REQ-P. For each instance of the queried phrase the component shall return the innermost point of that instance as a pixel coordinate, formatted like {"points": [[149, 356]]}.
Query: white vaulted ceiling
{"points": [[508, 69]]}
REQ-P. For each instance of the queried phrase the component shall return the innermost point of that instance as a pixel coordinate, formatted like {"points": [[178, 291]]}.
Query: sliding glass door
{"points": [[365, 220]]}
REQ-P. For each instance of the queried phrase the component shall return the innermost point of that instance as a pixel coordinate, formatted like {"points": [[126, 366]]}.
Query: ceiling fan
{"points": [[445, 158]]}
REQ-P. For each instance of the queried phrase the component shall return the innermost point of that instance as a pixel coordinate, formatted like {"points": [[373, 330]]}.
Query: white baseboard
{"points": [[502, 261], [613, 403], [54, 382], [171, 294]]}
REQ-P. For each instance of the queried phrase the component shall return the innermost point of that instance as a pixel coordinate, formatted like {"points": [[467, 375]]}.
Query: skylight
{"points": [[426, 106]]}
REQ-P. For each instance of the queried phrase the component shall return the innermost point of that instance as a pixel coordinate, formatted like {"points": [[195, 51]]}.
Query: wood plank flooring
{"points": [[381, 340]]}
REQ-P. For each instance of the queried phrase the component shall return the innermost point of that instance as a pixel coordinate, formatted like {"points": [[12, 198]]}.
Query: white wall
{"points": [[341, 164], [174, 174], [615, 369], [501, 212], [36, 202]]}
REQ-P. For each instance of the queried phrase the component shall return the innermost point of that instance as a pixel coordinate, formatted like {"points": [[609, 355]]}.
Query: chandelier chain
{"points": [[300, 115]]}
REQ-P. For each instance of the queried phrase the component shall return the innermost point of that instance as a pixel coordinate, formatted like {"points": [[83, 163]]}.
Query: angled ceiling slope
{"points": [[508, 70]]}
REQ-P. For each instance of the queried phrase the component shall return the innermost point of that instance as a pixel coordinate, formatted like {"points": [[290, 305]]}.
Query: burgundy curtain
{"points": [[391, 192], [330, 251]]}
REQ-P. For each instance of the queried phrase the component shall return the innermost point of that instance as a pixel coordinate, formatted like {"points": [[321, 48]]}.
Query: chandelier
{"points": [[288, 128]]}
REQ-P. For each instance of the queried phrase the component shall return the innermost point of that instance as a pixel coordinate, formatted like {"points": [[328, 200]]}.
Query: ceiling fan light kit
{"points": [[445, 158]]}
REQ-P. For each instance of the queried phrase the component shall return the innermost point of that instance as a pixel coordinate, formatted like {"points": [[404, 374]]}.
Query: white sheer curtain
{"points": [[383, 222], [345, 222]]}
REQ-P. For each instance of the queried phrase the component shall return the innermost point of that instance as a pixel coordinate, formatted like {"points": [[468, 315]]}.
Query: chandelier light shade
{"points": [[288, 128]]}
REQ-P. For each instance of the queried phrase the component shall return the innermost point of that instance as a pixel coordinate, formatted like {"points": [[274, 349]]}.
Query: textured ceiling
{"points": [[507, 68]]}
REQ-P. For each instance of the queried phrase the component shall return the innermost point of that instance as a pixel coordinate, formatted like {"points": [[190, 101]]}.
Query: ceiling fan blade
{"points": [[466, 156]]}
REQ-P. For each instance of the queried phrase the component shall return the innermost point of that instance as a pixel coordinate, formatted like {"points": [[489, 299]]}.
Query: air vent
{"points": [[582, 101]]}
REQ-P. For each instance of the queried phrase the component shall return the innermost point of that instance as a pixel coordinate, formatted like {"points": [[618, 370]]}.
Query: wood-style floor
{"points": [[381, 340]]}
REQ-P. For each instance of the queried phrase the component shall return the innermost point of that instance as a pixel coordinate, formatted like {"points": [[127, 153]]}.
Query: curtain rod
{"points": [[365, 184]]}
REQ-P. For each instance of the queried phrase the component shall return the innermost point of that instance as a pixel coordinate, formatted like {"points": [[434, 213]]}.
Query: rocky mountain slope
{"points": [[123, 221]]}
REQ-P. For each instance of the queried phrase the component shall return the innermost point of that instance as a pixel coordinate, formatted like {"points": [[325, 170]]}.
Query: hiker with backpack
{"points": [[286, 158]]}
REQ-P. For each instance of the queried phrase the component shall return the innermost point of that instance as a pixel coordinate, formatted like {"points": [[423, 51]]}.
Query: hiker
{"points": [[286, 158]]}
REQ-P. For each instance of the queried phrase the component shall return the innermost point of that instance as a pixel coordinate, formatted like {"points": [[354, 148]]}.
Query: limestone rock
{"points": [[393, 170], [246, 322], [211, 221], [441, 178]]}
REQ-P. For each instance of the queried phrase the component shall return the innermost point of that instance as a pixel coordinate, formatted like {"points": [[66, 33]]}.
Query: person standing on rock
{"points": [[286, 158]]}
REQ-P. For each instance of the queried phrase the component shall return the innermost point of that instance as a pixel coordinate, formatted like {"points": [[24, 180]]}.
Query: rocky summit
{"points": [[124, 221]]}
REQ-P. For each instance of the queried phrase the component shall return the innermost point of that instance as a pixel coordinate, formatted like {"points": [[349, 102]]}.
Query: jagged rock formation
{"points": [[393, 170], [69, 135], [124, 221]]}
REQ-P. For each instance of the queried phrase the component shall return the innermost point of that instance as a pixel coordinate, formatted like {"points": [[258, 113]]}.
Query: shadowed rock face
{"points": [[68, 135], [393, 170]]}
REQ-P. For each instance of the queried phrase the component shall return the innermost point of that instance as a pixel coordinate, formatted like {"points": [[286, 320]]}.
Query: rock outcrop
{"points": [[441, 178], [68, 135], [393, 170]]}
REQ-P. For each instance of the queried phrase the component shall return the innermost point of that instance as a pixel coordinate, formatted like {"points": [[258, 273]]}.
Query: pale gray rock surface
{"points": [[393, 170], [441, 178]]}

## [DESCRIPTION OF THE TASK]
Identify every line in the material above that contains the word "chandelier", and copy each such line in full. Matching is case-sensitive.

## [RESPONSE TO THE TASK]
Query: chandelier chain
Query: chandelier
Query: chandelier light shade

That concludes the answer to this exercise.